**EXERCISE TASK A:** In the text on the Winter Soldier's backstory, which operation would Nazi doctors torturing Bucky in Russia have been working under?
**EXERCISE TASK B:** Extend the text on the Winter Soldier's backstory from the point where it stops.

-- Start PAGE TEXT --

I know it's a part of the comics, and the name is meant to evoke the Cold War (Russian, Winter), but IMO it better suits the ‘Gitmo Army brat’ Bucky of the comics than the ‘Arnie Roth’ Bucky of the MCU; it doesn't fit with the MCU's specific backstory parameters. (Plus conflating Russian/KGB with SHIELD/Hydra just muddies the waters, for no particular purpose.)
Examples:
If Bucky was tortured by Nazi doctors in Russia it would've been under Operation Osoaviakhim, not Paperclip.
It doesn't make sense that Russians would name him after an American's quote about America. That's the exact opposite of what Russians would do.
Whereas it’s exactly what Americans would do if he was in American hands when the WS was created (ie. from early on). If comics!Steve can quote Mark Twain it doesn’t make sense that people don’t recognise a Thomas Paine reference in-universe. 
It doesn't make any sense, logistically, that the WS is tortured and operated on by Zola, who is in America (and stays there until he dies), unless the WS is also in America from early on.
(Per Agent Carter) It also doesn’t make any sense that the man who created the WS mind-control techniques -- Doctor Fennhoff/Faustus -- is working for the SSR in America, with Zola, if the WS himself is not also in America when those techniques are implemented.

-- End PAGE TEXT --
-- Start DATA LINES --

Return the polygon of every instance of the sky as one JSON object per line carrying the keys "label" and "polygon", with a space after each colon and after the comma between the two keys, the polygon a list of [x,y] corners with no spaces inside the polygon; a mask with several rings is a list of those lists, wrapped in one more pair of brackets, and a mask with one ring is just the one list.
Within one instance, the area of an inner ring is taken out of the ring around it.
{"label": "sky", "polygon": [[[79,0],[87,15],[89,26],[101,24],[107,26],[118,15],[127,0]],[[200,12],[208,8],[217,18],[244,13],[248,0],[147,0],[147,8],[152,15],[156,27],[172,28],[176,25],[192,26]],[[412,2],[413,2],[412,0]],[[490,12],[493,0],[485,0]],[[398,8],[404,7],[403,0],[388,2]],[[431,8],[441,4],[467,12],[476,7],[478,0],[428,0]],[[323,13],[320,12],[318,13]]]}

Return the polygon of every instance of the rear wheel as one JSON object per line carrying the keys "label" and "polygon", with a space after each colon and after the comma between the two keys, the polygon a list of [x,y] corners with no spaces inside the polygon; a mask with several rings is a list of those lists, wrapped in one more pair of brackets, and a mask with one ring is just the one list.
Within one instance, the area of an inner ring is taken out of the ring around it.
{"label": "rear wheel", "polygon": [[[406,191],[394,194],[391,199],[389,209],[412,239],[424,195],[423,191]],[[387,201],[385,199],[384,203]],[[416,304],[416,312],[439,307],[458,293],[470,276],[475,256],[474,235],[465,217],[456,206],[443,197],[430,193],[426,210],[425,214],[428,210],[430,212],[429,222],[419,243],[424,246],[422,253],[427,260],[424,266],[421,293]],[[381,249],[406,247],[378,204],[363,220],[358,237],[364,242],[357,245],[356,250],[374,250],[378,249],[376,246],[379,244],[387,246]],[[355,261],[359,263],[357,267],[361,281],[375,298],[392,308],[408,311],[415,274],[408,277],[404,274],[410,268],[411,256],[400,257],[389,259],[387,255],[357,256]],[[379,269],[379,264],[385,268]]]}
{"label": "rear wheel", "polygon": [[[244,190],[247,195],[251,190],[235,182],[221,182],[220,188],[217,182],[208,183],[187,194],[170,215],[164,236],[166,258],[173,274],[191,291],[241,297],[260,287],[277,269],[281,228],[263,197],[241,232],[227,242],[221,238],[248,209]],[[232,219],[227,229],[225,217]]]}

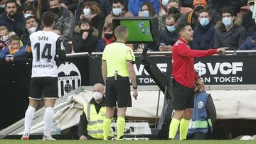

-- End DATA LINES --

**EXERCISE RESPONSE A:** Operation Osoaviakhim.

**EXERCISE RESPONSE B:**
(And we know that that tech stayed in America, not Russia, because in the Black Widow movie the Red Room had to go undercover in Ohio just to steal it, and this was in 1995!)
It seems significant that we only see the WS in Siberia a mere 10 days before the Dissolution of the Soviet Union (and Howard Stark knew about him / recognised him instantly, and called him Sergeant Barnes, like Zola did.) 
It doesn't make sense that the WS is shown being conveniently stored in a local urban bank vault in Washington, DC... but was previously shoved hundreds of miles out of the way, in the Siberian wilderness, where it would've been a massive pain in the ass for any American Hydra to get hold of him. (And if they did, for some reason, want to massively inconvenience themselves just for a cold-name’s sake, why not Canada or Alaska?)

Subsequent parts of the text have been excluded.